Records for this task:
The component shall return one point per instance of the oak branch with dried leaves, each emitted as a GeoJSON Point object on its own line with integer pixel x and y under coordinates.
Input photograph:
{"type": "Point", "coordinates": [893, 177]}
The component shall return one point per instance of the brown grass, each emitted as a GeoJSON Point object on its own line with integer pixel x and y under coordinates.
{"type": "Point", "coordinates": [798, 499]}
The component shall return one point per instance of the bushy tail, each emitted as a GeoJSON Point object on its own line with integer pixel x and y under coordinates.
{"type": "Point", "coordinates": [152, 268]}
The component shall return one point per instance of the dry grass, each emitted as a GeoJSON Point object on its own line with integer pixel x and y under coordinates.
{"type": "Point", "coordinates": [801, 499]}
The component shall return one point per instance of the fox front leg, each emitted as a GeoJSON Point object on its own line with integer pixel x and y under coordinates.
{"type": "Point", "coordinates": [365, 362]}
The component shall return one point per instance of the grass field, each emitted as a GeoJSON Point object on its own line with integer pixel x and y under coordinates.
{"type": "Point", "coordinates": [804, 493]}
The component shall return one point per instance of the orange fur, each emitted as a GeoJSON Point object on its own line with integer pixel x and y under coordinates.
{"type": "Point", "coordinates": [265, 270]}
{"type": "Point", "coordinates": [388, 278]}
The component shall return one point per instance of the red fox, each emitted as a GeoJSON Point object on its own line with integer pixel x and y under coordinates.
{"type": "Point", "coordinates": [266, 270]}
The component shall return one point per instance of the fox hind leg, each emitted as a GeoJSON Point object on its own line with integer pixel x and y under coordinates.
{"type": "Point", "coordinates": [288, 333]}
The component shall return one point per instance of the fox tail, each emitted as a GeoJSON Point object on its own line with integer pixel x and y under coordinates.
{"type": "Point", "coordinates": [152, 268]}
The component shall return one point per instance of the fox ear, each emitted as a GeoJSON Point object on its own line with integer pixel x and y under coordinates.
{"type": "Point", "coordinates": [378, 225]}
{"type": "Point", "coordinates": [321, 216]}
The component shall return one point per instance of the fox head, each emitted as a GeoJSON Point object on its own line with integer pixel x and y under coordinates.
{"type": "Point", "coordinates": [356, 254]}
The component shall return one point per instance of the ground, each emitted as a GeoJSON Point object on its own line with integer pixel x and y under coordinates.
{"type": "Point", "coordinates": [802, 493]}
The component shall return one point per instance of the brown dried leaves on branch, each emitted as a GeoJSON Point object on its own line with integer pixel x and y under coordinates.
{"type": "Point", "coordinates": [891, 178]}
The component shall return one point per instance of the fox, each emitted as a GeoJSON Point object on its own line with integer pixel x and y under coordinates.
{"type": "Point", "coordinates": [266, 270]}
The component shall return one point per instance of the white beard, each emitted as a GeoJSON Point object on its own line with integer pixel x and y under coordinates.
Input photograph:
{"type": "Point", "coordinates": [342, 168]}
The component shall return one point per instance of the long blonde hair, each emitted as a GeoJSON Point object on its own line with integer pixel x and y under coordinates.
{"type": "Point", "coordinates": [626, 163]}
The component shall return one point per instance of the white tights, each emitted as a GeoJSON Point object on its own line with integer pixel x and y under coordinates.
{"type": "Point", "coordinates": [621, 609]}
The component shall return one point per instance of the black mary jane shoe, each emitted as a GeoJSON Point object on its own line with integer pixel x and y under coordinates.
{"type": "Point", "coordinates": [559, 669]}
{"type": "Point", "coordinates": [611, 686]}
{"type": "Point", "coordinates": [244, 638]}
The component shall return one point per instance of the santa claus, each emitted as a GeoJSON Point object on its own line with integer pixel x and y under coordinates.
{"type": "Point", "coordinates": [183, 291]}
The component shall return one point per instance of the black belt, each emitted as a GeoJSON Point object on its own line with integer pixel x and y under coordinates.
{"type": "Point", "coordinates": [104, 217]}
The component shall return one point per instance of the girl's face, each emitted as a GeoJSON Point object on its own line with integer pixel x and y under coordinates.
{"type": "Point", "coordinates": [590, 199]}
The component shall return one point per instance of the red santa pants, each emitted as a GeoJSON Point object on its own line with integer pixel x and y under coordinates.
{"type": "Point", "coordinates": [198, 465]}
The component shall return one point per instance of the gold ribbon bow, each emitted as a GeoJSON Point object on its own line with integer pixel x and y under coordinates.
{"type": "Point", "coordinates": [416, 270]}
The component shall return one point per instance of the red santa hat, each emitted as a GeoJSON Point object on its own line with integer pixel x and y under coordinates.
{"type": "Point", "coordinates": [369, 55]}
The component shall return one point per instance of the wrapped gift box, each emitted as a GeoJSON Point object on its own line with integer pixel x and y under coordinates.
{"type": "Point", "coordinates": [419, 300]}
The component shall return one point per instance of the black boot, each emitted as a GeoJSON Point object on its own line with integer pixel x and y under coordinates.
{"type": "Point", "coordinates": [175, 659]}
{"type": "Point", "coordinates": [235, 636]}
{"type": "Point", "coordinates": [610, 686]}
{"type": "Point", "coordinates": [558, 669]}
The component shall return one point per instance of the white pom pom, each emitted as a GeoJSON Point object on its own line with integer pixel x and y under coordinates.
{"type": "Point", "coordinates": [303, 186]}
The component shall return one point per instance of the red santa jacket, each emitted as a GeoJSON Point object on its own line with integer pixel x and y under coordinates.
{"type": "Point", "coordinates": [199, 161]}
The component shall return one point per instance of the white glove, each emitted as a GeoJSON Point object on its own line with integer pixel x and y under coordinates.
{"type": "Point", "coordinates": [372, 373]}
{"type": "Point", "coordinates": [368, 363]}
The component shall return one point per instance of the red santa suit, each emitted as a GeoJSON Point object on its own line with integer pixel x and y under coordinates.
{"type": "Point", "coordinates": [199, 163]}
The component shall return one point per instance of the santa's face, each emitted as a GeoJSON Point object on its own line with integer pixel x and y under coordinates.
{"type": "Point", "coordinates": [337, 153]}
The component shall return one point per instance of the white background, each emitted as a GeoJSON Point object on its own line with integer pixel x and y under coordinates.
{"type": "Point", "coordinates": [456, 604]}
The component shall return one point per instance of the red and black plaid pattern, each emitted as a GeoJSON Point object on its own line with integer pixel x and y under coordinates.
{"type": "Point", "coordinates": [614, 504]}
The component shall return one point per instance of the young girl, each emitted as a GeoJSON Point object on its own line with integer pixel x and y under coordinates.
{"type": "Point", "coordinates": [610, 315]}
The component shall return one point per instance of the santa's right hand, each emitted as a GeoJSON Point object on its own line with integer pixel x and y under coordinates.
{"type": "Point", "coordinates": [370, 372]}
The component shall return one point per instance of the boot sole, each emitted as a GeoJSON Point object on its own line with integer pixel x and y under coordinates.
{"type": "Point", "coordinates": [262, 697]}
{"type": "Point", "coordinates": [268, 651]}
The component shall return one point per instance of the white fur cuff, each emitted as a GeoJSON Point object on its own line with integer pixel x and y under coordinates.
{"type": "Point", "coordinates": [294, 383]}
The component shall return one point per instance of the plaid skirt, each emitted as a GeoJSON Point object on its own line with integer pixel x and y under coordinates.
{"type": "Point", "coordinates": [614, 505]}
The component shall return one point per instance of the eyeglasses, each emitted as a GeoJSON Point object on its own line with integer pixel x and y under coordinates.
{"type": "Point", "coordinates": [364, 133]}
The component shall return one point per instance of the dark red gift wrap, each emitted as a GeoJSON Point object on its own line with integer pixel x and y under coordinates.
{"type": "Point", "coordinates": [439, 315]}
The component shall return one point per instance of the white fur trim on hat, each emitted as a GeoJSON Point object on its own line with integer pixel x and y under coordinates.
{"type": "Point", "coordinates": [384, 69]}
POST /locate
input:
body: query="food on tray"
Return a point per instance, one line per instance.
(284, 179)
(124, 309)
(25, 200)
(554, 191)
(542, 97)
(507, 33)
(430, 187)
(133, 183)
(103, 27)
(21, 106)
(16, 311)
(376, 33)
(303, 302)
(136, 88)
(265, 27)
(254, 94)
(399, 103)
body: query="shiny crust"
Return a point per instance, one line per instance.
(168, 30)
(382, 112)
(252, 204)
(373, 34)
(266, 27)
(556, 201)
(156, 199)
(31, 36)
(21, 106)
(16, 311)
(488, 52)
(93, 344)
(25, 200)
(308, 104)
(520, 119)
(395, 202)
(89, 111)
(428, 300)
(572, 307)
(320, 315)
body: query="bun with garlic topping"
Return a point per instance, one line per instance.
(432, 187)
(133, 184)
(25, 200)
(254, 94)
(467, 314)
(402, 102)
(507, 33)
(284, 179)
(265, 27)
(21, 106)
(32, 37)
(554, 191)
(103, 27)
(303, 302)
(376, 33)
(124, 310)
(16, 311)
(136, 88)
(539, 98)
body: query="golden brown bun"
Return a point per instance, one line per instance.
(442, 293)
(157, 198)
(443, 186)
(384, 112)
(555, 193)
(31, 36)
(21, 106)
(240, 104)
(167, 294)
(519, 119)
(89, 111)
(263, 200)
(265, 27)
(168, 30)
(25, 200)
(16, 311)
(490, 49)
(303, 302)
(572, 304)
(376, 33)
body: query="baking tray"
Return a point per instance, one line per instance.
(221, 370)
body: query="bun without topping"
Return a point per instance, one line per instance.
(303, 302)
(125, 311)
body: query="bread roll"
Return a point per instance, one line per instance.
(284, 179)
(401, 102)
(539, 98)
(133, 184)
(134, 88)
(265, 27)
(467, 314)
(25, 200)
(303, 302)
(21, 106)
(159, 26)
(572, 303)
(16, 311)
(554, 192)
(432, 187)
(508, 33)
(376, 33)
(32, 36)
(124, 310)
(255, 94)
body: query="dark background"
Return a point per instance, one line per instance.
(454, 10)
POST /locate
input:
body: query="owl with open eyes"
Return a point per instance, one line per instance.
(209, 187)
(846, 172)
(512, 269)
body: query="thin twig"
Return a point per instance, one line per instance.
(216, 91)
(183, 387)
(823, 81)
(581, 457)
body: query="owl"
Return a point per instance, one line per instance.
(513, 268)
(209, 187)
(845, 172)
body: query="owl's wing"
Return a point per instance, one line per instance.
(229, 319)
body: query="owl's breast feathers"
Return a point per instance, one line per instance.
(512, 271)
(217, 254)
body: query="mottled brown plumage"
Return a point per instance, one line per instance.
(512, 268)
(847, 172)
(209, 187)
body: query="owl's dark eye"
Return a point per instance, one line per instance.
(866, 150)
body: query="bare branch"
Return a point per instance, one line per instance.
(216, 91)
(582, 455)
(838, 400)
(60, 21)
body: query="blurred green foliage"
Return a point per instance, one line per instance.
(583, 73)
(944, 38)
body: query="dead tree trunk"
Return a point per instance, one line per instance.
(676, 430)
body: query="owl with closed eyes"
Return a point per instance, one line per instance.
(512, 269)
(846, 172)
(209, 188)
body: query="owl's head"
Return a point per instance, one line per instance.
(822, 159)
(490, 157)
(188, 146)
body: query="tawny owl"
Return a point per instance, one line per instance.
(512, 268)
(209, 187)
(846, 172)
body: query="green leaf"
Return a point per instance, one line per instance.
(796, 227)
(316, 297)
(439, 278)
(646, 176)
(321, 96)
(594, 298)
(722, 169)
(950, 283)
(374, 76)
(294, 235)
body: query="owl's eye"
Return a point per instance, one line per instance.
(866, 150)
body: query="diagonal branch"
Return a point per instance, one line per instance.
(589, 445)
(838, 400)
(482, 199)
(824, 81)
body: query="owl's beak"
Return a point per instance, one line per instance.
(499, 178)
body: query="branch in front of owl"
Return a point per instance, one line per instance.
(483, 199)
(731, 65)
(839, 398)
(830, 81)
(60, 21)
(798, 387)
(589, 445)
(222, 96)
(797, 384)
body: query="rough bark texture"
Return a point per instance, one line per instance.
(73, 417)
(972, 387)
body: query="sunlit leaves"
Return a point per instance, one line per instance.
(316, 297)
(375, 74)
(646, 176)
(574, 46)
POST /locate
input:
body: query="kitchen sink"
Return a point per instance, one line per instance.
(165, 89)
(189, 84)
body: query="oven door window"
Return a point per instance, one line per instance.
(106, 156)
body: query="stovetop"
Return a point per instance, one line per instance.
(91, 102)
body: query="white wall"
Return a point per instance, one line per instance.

Instructions for the task: Where does "topping" appear in the records above? Copy each line that holds it.

Output for this task:
body: query="bun with garlic topping"
body: query="bun without topping"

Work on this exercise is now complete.